- [Requirement]: Go through the data below and gather each line containing "array".
*** Data in this exercise ***
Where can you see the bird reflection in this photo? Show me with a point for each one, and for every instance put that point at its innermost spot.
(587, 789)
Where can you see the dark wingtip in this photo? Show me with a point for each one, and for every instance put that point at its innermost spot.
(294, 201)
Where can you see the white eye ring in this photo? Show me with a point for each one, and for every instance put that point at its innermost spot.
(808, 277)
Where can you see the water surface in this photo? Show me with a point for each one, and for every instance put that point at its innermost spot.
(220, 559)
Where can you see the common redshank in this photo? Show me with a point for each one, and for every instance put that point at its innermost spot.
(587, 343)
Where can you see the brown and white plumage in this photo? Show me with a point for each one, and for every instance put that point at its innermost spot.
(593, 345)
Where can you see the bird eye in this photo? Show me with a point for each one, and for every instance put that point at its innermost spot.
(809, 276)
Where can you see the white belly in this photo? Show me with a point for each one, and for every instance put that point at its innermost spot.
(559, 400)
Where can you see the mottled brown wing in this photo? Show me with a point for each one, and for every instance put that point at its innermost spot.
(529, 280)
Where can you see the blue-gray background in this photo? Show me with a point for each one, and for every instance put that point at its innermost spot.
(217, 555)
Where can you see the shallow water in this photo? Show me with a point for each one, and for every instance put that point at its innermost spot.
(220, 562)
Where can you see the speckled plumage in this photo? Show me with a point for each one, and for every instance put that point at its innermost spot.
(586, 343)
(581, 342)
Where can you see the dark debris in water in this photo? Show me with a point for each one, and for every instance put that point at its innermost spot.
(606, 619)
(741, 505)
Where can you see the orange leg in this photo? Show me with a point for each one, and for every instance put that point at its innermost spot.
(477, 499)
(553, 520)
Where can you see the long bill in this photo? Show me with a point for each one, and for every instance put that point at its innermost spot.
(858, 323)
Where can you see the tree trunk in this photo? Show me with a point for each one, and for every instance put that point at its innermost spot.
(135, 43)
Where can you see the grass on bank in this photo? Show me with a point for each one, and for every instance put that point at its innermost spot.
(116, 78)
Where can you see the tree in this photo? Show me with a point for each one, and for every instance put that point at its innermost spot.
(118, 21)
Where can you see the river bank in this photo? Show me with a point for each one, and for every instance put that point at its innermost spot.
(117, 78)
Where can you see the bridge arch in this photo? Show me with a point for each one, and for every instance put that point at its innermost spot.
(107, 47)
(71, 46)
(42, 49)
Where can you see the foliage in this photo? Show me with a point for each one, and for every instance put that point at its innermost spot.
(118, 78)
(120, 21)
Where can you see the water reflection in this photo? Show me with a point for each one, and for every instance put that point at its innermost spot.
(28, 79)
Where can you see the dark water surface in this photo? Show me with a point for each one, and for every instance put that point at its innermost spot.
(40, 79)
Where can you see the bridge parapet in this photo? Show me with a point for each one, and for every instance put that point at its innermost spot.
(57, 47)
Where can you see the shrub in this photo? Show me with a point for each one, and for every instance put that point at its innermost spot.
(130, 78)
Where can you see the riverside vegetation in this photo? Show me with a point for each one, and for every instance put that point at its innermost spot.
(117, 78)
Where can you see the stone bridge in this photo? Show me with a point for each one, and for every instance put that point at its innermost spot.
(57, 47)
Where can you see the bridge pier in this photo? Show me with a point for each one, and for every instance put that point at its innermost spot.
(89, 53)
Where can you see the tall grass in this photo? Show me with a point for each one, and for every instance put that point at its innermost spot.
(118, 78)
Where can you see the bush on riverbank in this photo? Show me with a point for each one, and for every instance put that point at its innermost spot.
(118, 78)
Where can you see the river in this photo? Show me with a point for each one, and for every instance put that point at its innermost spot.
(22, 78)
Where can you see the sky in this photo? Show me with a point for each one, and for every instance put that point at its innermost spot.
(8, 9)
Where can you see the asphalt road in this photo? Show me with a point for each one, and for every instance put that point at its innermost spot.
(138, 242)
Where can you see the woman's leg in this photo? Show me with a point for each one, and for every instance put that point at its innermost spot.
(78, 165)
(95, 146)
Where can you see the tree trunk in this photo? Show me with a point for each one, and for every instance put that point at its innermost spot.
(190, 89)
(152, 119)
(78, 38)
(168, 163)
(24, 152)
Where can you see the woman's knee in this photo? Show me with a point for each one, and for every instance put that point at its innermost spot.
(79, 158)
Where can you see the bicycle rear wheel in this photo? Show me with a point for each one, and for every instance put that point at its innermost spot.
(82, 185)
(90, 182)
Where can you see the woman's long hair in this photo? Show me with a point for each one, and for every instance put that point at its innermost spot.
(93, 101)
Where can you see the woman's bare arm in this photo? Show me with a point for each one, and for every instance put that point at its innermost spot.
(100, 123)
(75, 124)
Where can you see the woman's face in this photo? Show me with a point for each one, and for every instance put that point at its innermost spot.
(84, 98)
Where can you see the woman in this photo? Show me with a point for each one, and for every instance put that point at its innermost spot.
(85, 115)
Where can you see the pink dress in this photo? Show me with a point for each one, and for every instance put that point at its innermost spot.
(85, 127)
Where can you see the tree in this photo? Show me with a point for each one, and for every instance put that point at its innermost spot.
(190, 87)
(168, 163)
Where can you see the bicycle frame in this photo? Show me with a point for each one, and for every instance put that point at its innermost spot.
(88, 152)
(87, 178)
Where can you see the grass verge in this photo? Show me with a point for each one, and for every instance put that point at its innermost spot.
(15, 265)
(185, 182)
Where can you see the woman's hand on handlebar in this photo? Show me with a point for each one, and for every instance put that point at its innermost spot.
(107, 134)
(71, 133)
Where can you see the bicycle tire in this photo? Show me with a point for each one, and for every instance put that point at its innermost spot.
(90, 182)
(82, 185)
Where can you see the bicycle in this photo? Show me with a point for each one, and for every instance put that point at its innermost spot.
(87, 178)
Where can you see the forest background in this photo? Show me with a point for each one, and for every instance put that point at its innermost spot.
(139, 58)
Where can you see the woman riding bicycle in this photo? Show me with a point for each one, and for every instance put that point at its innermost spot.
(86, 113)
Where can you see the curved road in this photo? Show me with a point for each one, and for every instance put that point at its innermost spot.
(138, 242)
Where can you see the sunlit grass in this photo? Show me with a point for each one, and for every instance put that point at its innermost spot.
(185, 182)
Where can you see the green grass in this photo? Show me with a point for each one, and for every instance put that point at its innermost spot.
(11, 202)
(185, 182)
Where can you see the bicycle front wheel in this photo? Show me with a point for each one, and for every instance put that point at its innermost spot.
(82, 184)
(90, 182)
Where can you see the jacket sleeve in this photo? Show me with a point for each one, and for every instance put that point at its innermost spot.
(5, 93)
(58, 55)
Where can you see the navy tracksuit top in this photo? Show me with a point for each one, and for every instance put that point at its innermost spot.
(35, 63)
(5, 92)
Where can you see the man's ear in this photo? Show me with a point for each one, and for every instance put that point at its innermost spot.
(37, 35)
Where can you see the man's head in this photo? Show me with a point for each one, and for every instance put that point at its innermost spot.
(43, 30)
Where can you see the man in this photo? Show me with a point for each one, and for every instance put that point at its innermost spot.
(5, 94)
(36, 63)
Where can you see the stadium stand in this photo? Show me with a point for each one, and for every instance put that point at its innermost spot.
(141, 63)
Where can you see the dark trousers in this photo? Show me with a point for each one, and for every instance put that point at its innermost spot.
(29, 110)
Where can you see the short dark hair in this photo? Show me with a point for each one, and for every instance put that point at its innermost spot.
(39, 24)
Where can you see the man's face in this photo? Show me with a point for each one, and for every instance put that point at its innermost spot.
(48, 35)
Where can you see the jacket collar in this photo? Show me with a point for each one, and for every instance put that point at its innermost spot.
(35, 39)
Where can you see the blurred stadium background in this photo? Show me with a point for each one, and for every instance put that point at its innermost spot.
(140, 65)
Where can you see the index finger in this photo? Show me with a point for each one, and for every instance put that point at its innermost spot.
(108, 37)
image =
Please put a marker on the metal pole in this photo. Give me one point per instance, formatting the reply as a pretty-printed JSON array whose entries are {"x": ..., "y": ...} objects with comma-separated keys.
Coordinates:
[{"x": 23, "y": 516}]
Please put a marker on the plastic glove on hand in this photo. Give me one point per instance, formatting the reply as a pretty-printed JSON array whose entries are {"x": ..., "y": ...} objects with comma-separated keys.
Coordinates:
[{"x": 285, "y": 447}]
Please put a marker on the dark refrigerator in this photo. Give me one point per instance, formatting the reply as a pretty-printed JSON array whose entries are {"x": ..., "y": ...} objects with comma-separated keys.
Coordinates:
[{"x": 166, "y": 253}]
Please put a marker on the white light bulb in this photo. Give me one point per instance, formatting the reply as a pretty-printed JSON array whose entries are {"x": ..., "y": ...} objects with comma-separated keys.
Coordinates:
*** End of Data in this exercise ***
- [Exercise output]:
Please put a marker on the metal pole in this photo. Give me one point per instance, formatting the reply as a pretty-printed JSON array whose entries are {"x": ..., "y": ...} objects with comma-separated keys.
Please put a marker on the plastic glove on hand in this photo. Give me one point per instance, formatting the reply as a pretty-printed JSON array whose entries are {"x": ..., "y": ...} objects with comma-separated keys.
Please put a marker on the dark refrigerator in this photo. Give me one point per instance, formatting the reply as a pretty-printed JSON array whose entries are {"x": ..., "y": ...} objects with comma-separated keys.
Please put a marker on the white light bulb in this photo. Give me one point per instance, formatting the reply as a pretty-printed JSON array whose entries are {"x": ..., "y": ...} objects with comma-separated keys.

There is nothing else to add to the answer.